§ Information:
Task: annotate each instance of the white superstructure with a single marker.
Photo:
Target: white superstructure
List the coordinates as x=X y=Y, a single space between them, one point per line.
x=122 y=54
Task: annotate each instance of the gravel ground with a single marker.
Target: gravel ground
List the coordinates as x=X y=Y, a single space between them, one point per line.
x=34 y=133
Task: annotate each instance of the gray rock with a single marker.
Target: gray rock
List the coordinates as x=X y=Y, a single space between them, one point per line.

--

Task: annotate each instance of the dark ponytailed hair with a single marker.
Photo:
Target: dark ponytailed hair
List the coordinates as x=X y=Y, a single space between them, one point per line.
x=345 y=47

§ About this task: Could you report every line of the material that contains the string "marker"?

§ Solution for this exercise:
Task: annotate each instance of the white superstructure with a single marker.
Task: annotate each instance of the gravel ground with a single marker.
Task: annotate each instance of the gray rock with a single marker.
Task: annotate each instance of the dark ponytailed hair with a single marker.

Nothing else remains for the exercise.